• DOCUMENT EXCERPT:
====================

According to the NHS, melanoma – a serious type of skin cancer – is the fifth most common form of cancer in the UK. Cases are rising every year, and Cancer Research reported that one in 36 UK males and one in 47 females in the UK will be diagnosed with melanoma in their lifetime. Exposure to UV light, from the sun or from tanning beds, is the leading cause of melanoma – so, it’s essential that your skin is well protected.
Practising safe suncare is your first line of defence against skin cancer – and no surprise, this involves wearing a great sunscreen every single day. We created the Skin + Me Daily Defence Oil-free Sunscreen SPF 50 to suit every skin tone and type. It protects against both UVA and UVB rays, melts into your skin without a trace and can be worn as a primer under makeup. Find out more about our new hero product here.
And, we asked Consultant Dermatologist, Dr Ben Esdaile to share his sun care know-how. Read on for his expert advice on skin cancer, sun protection and the symptoms of photodamage.
Skin + Me: What’s the definition of skin cancer and who is susceptible to skin cancer?
Dr Ben Esdaile: There are two main types of skin cancers, melanoma and non-melanoma skin cancer.
Melanomas are cancers of the mole-producing cells in the skin, known as melanocytes. Non-melanoma skin cancers arise from other cells in the skin.
The most common type of non-melanoma skin cancers are basal cell carcinomas and squamous cell carcinomas. Non-melanoma skin cancers are technically the commonest type of cancer in the world.
Most non-melanoma skin cancers are caused by exposure to the sun. The ultraviolet light (UVB and UVA) causes damage to the DNA (genetic material) of cells. Melanoma is the fifth most common cancer in the UK and the number of people being diagnosed with it keeps on increasing.
Your risk for developing melanoma depends on a number of factors including genetics and environmental factors. The most significant risk factor is exposure to too much ultraviolet radiation (usually from the sun or sunbeds).
Sunburn increases your risk of melanoma and people who have used a sunbed also have an increased risk of melanoma. Your genetics are also important in regards to developing melanoma. The more easily your skin tends to burn in the sun (this applies especially to people with fair skin or red hair), the higher your risk. There are also other genetic factors for melanomas and if you have a close relative with melanoma your risk is also higher.
Skin + Me: We’re all about staying out of the sun at peak times, covering up and using SPF 30+ when it comes to safe suncare. Prevention is better than cure, right? Tell us more.
Dr Ben Esdaile: As mentioned before, the most important controllable risk factor for skin cancer is ultraviolet radiation exposure from the sun and sunbeds. Ultraviolet radiation is produced naturally by the sun and artificially through sunbeds.

====================

• DATA TO EXAMINE:

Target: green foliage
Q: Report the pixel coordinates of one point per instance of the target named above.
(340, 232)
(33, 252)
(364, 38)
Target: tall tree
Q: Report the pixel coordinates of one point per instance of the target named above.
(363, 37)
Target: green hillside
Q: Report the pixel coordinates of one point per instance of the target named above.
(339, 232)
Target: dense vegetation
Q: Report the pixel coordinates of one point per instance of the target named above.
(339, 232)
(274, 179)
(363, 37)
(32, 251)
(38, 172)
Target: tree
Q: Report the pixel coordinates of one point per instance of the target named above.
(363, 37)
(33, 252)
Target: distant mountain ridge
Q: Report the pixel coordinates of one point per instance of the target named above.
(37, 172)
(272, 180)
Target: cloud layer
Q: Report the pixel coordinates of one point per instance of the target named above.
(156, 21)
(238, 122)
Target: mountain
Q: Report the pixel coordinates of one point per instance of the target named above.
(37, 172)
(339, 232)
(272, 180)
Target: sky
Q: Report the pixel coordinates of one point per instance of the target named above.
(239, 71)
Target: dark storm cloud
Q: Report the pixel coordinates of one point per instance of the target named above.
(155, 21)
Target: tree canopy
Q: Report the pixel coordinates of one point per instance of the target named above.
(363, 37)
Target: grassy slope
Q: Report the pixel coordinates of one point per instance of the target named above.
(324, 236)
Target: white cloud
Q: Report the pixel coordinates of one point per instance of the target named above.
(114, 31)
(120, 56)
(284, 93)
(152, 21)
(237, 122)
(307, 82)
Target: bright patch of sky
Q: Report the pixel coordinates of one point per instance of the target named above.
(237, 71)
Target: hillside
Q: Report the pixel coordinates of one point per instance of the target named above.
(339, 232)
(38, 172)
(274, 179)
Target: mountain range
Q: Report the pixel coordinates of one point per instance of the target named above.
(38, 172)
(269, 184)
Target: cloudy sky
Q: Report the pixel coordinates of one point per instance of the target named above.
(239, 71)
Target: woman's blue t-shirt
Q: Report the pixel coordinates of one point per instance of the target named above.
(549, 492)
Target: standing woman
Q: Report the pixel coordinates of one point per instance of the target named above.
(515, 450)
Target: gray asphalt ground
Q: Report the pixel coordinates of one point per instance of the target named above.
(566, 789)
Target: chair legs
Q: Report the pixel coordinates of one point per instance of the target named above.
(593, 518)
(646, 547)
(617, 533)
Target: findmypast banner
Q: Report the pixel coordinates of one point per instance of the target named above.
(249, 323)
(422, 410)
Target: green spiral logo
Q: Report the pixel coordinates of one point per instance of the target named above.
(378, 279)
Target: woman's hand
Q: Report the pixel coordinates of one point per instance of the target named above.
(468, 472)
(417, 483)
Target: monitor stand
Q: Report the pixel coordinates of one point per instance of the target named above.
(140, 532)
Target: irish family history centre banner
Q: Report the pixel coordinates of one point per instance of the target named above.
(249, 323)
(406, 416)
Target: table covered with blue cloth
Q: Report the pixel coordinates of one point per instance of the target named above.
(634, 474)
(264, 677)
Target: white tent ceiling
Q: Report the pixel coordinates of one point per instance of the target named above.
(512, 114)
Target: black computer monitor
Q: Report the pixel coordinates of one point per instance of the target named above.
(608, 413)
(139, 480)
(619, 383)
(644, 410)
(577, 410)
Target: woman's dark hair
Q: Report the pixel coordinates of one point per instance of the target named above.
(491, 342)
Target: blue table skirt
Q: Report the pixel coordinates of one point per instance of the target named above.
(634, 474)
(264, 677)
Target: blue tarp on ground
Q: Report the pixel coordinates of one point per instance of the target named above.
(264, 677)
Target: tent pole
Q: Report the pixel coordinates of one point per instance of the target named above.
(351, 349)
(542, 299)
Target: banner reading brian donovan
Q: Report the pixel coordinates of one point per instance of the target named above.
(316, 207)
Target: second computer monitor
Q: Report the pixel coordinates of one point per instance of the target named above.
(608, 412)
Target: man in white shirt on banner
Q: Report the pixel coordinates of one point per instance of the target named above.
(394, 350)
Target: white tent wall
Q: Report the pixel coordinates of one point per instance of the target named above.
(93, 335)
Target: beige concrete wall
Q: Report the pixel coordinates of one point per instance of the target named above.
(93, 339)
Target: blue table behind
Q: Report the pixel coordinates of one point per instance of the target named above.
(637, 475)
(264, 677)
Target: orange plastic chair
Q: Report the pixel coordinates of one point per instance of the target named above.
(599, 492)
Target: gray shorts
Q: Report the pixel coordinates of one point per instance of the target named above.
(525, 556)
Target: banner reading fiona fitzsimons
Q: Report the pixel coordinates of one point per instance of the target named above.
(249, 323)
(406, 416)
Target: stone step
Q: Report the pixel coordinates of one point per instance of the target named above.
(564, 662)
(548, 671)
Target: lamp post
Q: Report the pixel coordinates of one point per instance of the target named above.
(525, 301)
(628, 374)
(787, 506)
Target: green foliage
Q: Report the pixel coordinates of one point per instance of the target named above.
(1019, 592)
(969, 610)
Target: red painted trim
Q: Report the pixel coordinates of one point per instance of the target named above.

====================

• EXERCISE DESCRIPTION:
Answer these questions from the skin cancer text:
1. According to Cancer Research, how many females in the UK will be diagnosed with melanoma in their lifetime?
2. What are the mole-producing cells in the skin called?
3. Which two types of non-melanoma skin cancer are the most common?

• ANSWER TO THIS TASK:
1. One in 47.
2. Melanocytes.
3. Basal cell carcinomas and squamous cell carcinomas.